**Work instructions:**
Find every line of the listing that contains the string "surface" and copy each of those lines.

-------- Supplied material --------

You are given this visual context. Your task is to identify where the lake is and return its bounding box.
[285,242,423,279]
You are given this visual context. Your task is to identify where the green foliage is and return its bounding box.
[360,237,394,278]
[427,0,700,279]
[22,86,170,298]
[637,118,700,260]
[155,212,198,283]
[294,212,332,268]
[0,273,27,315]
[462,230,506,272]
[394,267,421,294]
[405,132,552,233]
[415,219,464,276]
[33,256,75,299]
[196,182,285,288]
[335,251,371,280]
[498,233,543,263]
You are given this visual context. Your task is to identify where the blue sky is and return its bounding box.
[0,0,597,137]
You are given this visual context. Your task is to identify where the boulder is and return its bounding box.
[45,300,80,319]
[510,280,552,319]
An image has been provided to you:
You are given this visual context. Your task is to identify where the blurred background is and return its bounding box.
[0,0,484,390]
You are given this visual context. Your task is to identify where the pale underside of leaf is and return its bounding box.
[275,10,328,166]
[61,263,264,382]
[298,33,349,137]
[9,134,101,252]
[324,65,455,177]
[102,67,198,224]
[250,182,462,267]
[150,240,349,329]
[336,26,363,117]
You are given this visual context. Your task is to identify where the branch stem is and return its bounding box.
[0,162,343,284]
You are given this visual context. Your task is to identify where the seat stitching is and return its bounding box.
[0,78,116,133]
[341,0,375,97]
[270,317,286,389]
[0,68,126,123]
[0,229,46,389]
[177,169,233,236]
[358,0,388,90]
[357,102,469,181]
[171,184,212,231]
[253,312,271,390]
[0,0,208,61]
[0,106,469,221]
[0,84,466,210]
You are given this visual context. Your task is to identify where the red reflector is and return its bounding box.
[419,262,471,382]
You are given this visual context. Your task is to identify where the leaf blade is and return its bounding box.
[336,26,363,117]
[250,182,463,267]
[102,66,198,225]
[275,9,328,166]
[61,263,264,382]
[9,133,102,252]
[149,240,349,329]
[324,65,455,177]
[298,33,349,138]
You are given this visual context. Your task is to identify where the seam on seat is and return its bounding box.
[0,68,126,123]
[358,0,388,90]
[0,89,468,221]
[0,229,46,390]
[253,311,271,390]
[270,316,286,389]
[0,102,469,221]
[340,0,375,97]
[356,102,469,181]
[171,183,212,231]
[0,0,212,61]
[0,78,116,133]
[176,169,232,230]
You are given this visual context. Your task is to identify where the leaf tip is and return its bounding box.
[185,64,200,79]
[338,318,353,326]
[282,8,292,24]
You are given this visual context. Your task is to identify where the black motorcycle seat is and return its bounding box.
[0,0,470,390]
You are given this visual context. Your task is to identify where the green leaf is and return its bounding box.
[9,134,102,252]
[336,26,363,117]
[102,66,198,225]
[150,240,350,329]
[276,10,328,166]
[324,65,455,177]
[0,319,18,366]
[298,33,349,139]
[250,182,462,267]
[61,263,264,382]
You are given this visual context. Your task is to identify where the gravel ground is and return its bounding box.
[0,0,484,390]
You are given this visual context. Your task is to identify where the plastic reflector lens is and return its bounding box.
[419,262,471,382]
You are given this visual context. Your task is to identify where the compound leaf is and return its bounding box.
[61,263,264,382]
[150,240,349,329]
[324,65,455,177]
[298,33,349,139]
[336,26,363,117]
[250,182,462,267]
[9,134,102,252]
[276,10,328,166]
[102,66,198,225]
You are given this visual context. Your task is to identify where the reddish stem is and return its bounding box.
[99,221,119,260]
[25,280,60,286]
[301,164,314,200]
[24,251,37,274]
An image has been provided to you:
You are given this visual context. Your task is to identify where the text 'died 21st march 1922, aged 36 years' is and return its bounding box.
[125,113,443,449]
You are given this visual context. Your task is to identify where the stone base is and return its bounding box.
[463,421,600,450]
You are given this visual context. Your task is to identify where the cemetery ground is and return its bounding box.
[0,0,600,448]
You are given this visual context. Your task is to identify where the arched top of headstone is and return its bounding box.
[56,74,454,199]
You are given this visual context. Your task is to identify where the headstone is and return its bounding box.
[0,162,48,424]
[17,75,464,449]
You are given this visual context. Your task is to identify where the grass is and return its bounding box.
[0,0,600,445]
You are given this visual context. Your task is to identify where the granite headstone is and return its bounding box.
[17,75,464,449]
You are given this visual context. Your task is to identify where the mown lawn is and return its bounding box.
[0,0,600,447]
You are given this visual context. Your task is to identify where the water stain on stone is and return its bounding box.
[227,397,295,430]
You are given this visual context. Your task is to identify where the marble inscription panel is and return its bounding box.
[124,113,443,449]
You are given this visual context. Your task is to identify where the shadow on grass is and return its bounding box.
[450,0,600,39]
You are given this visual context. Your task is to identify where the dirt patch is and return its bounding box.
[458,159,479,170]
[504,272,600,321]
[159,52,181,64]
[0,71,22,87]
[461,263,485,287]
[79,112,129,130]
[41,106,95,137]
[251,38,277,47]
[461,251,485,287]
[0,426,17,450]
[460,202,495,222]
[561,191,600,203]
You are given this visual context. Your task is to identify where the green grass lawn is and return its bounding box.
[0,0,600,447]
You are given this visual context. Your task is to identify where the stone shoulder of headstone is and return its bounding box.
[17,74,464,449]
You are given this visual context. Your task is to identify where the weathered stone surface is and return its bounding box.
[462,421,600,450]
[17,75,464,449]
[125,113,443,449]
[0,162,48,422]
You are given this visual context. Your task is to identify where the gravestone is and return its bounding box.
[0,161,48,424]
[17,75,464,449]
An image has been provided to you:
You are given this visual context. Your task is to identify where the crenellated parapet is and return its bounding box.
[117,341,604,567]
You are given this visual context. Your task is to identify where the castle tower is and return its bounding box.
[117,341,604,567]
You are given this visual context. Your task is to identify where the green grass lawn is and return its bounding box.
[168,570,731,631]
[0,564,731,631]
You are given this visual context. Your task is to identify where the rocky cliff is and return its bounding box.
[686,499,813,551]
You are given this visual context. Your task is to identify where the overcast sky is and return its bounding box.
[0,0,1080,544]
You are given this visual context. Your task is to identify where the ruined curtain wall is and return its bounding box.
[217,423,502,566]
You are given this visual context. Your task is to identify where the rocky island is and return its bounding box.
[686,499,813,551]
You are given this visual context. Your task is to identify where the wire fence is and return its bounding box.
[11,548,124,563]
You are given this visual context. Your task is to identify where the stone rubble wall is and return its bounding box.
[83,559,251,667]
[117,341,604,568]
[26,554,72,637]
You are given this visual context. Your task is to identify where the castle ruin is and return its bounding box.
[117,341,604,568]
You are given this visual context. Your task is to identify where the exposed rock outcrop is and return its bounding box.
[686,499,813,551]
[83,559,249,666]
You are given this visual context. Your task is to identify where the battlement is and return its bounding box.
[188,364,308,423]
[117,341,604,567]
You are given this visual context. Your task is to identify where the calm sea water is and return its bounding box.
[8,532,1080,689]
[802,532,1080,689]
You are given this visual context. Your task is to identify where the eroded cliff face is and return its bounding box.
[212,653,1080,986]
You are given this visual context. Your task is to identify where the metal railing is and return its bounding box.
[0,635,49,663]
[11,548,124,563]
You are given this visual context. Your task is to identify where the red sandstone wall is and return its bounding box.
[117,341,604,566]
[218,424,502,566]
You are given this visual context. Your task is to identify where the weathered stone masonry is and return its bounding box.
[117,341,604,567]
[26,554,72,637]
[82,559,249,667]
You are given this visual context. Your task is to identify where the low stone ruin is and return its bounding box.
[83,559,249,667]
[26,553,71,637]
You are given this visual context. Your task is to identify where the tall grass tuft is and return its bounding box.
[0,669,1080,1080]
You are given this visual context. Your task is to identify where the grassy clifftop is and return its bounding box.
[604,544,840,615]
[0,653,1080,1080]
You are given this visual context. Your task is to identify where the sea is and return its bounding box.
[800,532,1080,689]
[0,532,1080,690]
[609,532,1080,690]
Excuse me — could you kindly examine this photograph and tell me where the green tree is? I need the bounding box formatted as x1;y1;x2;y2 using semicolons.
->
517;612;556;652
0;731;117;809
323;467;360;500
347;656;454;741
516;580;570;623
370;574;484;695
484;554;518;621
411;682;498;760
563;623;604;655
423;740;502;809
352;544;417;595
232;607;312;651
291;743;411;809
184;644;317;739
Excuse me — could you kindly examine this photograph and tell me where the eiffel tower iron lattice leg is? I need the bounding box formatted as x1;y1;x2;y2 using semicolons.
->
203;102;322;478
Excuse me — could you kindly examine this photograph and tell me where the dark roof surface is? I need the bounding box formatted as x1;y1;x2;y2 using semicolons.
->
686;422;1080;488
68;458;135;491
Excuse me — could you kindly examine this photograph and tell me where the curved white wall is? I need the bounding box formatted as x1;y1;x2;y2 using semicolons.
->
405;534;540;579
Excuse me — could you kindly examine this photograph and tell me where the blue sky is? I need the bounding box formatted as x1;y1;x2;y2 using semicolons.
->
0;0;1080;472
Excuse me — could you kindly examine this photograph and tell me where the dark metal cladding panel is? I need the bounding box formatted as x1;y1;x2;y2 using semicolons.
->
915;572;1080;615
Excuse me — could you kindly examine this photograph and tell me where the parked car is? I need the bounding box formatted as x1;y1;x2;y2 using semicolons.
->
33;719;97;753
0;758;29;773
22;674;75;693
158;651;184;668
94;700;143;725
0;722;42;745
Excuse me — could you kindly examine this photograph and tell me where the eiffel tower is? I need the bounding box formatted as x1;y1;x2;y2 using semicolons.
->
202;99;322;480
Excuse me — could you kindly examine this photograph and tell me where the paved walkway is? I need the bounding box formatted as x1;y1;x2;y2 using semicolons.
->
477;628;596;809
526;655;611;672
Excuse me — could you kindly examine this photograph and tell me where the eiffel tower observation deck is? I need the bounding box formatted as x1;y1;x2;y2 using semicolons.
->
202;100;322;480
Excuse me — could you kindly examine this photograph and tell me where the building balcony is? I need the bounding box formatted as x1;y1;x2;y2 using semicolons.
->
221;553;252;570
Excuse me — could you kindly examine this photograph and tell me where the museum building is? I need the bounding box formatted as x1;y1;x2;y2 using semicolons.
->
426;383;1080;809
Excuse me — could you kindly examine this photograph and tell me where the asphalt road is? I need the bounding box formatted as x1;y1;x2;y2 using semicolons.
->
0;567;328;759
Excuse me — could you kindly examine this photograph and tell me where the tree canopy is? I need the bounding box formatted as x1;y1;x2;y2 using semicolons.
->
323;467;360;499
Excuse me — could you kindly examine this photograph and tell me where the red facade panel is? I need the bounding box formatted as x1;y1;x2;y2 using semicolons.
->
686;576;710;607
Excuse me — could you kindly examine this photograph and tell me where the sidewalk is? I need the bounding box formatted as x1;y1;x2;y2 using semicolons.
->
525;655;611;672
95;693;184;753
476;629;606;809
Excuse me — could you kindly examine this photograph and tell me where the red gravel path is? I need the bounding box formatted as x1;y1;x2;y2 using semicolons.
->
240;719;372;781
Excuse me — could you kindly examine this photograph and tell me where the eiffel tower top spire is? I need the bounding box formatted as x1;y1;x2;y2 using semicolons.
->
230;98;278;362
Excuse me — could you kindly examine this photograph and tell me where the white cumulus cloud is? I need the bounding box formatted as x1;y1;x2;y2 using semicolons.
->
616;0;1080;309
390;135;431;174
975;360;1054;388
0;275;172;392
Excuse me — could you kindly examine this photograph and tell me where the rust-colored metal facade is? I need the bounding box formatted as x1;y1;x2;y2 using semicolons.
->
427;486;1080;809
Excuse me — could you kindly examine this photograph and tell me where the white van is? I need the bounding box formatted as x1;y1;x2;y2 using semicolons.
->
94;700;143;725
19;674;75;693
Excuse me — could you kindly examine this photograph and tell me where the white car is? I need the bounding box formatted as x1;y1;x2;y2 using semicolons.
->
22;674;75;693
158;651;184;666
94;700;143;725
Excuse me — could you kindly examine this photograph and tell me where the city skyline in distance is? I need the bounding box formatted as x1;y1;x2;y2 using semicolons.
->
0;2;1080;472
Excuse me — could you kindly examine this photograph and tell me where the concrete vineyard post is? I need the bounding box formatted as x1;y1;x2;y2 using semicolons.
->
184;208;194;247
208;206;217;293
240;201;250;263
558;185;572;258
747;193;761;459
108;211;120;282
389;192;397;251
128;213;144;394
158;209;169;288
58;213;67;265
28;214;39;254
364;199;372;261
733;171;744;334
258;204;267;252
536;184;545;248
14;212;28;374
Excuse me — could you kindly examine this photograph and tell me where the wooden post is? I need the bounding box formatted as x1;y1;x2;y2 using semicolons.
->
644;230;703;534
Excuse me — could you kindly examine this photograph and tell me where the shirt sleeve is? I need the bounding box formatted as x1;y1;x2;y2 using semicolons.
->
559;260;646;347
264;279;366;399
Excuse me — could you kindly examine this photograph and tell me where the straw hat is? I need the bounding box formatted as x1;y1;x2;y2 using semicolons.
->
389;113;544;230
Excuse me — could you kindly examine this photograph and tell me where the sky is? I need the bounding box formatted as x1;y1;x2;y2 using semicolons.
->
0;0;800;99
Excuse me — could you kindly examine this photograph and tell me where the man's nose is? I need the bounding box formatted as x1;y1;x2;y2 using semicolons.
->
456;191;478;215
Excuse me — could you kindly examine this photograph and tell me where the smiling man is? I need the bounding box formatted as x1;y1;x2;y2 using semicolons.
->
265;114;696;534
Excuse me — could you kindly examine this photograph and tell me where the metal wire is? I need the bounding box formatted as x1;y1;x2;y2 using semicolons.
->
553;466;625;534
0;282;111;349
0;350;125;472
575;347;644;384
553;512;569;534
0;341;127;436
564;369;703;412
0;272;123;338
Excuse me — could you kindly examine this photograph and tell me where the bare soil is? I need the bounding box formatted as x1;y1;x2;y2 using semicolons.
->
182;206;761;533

--------

**Finished exercise:**
You are given this visual context. Your task is to identify where the weathered stone surface is and return its bounding box.
Excuse me — could you kindly examine this photograph and tell me where the dark roof surface is? I need the bounding box formatted as x1;y1;x2;y2 using semicolons.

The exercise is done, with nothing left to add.